=== What the exercise asks ===
Present the listing lines from the one containing "In this picture, where can the orange sky" through the end of the listing, inclusive, as a Markdown table with the columns No. and Line. Number each row and leave out blank lines.

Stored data

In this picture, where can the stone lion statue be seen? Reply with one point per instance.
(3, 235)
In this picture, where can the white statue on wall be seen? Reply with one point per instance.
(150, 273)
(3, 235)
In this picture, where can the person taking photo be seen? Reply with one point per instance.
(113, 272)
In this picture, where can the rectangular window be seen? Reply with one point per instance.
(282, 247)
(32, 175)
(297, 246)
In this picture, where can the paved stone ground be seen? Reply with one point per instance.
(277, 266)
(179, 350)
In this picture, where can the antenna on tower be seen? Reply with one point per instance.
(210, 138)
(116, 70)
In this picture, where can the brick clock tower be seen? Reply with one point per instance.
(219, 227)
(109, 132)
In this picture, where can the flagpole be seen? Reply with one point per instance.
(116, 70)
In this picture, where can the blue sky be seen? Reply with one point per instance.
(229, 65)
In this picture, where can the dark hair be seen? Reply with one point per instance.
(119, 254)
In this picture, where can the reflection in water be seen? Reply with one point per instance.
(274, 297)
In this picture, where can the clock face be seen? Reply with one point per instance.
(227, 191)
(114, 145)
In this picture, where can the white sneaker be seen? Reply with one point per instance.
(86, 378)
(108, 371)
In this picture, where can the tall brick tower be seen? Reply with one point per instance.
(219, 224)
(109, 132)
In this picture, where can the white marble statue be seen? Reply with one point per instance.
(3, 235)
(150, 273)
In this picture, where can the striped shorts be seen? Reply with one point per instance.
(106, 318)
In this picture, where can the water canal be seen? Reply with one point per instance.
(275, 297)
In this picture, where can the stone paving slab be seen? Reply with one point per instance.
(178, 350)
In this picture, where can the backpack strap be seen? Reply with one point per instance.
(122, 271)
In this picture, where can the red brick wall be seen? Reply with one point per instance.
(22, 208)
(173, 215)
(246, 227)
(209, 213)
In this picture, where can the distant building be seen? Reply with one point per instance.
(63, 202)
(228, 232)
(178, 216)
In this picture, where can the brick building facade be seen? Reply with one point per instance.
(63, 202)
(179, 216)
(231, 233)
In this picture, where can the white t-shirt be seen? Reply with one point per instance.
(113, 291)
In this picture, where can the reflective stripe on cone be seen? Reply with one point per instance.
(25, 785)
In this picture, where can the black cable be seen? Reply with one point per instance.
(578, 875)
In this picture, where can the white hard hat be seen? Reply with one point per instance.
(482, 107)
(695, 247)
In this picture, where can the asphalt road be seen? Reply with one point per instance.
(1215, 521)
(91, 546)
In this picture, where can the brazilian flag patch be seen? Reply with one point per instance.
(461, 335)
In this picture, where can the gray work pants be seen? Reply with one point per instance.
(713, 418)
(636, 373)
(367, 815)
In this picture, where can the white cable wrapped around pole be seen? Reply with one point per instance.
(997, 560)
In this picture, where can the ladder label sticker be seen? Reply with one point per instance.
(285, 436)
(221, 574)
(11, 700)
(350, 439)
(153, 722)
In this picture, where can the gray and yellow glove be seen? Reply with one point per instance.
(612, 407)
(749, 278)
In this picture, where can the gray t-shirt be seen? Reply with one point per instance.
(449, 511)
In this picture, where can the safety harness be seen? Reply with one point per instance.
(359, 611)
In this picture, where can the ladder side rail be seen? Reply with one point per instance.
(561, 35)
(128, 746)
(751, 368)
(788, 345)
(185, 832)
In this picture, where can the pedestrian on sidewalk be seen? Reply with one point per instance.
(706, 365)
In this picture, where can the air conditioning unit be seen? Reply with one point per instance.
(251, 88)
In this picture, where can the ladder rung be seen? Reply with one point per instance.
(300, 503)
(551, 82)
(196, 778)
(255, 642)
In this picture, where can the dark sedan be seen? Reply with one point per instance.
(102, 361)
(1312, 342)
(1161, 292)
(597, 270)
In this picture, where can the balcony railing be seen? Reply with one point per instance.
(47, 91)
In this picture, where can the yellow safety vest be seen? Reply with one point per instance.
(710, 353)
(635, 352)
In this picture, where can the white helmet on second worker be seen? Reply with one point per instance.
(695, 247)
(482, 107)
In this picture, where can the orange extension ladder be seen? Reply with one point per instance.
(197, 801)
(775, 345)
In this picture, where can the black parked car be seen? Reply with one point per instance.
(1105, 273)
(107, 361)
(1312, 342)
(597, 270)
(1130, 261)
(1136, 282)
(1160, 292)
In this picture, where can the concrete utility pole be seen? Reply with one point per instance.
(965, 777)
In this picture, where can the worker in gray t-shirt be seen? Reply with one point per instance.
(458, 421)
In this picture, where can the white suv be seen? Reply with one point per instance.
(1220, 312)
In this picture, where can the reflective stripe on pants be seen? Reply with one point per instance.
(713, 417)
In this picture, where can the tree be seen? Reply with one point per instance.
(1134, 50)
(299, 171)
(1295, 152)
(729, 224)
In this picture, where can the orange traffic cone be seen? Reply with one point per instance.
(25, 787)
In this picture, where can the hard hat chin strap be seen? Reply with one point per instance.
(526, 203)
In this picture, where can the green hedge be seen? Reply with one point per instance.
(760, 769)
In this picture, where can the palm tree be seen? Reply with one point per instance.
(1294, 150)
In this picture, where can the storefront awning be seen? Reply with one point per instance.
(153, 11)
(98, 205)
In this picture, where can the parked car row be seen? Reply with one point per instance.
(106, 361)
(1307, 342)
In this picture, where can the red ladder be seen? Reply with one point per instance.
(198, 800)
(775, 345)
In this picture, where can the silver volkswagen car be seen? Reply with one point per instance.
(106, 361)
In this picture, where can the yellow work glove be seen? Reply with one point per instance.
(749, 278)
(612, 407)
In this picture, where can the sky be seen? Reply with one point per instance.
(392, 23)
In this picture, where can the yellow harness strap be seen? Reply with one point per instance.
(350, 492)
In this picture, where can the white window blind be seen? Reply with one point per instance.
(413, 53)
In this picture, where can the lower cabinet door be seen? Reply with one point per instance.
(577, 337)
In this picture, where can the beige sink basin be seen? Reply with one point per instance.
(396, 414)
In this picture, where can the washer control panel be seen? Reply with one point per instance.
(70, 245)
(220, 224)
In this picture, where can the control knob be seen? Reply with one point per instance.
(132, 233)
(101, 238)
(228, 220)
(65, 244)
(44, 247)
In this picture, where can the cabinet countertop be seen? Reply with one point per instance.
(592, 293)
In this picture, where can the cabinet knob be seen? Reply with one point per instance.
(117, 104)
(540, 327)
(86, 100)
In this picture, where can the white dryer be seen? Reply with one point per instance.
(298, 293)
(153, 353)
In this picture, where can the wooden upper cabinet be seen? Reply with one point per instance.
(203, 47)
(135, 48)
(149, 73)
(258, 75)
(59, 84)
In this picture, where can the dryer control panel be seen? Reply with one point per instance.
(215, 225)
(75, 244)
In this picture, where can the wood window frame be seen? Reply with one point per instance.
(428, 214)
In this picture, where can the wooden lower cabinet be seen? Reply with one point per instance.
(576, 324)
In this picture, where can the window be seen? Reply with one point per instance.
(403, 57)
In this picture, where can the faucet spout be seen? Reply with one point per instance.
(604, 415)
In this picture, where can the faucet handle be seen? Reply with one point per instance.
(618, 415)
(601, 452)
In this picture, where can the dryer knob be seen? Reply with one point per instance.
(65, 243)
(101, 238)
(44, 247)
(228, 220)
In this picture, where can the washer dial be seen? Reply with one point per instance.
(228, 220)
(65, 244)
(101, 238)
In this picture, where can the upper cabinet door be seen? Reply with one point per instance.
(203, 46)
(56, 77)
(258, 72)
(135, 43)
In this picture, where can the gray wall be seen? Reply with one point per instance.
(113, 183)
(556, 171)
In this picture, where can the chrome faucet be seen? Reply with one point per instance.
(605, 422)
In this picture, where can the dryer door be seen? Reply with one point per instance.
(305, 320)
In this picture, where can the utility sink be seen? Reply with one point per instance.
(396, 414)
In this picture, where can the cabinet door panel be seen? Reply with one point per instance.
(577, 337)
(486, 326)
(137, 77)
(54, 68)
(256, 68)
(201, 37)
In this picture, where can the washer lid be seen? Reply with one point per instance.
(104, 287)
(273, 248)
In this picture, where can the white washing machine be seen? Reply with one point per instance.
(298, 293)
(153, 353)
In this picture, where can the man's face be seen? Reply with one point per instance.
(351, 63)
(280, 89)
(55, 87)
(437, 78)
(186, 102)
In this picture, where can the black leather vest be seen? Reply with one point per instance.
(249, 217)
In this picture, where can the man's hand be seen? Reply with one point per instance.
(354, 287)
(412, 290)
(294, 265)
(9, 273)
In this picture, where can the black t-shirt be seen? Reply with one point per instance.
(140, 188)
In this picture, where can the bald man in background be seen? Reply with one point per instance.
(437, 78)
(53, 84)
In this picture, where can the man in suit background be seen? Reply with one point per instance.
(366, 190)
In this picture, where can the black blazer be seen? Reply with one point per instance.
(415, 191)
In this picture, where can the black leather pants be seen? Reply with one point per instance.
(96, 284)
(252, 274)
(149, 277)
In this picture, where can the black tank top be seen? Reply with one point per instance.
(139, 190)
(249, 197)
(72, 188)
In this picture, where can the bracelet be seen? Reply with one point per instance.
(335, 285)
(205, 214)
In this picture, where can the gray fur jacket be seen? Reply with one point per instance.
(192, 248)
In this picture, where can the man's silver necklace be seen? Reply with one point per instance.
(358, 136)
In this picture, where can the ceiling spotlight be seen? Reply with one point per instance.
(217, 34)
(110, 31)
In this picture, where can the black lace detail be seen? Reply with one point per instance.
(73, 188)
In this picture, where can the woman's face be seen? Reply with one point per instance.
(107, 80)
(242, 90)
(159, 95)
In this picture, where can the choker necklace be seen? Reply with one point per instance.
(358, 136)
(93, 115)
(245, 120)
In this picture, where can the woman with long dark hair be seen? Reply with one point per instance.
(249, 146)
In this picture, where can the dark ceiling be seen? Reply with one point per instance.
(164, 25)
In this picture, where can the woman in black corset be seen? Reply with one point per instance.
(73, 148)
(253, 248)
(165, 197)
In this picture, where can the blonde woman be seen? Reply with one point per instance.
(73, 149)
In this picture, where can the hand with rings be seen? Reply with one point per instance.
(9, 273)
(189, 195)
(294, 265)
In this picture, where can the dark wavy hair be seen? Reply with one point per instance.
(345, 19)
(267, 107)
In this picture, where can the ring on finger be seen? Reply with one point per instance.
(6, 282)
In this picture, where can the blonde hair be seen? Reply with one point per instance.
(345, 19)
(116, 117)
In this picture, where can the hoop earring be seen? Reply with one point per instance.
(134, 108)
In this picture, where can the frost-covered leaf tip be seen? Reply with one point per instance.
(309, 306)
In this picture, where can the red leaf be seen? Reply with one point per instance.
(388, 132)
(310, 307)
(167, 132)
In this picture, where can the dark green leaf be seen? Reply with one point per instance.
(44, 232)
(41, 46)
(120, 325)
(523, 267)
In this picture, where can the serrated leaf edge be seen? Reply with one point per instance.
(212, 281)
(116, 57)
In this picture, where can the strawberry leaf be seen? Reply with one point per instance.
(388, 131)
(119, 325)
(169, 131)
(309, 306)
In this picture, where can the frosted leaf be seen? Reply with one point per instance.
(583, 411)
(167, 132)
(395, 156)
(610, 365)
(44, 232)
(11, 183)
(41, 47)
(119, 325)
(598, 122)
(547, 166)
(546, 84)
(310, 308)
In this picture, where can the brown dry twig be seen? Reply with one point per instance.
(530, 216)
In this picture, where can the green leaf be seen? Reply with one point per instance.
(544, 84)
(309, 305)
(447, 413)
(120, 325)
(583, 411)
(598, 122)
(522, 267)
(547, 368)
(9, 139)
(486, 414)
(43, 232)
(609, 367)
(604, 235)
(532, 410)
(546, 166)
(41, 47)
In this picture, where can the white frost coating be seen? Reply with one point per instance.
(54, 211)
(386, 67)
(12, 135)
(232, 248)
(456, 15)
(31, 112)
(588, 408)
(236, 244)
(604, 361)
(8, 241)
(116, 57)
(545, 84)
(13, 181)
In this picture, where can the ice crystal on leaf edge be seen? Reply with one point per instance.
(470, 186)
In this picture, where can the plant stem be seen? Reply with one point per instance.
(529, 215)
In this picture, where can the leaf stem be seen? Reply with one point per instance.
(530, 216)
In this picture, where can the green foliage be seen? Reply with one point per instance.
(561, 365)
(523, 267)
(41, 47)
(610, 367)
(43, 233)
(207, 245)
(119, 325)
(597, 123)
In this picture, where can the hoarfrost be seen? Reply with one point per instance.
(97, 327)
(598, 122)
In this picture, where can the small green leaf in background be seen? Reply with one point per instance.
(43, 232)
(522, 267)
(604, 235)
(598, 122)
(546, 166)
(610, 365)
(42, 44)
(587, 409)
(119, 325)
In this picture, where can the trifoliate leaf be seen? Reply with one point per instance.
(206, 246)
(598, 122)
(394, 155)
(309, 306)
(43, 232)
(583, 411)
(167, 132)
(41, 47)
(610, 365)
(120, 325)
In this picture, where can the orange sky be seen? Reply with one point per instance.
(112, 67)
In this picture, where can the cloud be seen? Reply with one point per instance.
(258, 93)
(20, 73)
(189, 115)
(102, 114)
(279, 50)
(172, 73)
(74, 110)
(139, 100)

=== Full response ===
| No. | Line |
|---|---|
| 1 | In this picture, where can the orange sky be seen? Reply with one point per instance. |
| 2 | (112, 67) |
| 3 | In this picture, where can the cloud be seen? Reply with one point per instance. |
| 4 | (258, 93) |
| 5 | (20, 73) |
| 6 | (189, 115) |
| 7 | (102, 114) |
| 8 | (279, 50) |
| 9 | (172, 73) |
| 10 | (74, 110) |
| 11 | (139, 100) |